[PASSAGE]
==*==

Firefly finds a new captain
The lady fixed me with a strange expression. Our conversation stuttered like an old engine, searching for the oxygen needed for the next sentence. Her expression was one of surprise, almost incredulity, to the extent that she searched my face for a moment for signs that I was joking.
‘I’m not kidding’ I say ‘Wheelchairs are hella fun’
I had decided to donate my old wheelchair, Firefly, to someone in need. It turns out that you can’t easily give a wheelchair away and the person I spoke to at the British Red Cross told me that even they have closed down their outlets and while they’d have snatched my hand off a year ago to get my wheelchair, now they had to decline my offer. There is something woefully wrong when it is this hard to give a wheelchair away when simultaneously access to good wheelchairs is notoriously poor.
It was on Freecycle that Firefly finally found her new home and family. A kind woman had got in touch because her husband had Parkinson’s and they had been using an old wheelchair that I think had been constructed shortly after the fall of the Roman empire; if someone had told me that this thing was once used to get Churchill out of bed I’d have believed them. The kind woman was interested to get hold of something newer, lighter.

==*==

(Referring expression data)
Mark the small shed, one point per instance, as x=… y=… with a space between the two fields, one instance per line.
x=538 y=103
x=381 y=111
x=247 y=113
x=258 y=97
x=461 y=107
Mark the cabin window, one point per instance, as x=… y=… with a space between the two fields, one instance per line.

==*==

[WHAT IS BEING ASKED] Write out, word for word, the Firefly passage from "Firefly finds a" to "is notoriously poor.".

[RESULT BELOW]
Firefly finds a new captain
The lady fixed me with a strange expression. Our conversation stuttered like an old engine, searching for the oxygen needed for the next sentence. Her expression was one of surprise, almost incredulity, to the extent that she searched my face for a moment for signs that I was joking.
‘I’m not kidding’ I say ‘Wheelchairs are hella fun’
I had decided to donate my old wheelchair, Firefly, to someone in need. It turns out that you can’t easily give a wheelchair away and the person I spoke to at the British Red Cross told me that even they have closed down their outlets and while they’d have snatched my hand off a year ago to get my wheelchair, now they had to decline my offer. There is something woefully wrong when it is this hard to give a wheelchair away when simultaneously access to good wheelchairs is notoriously poor.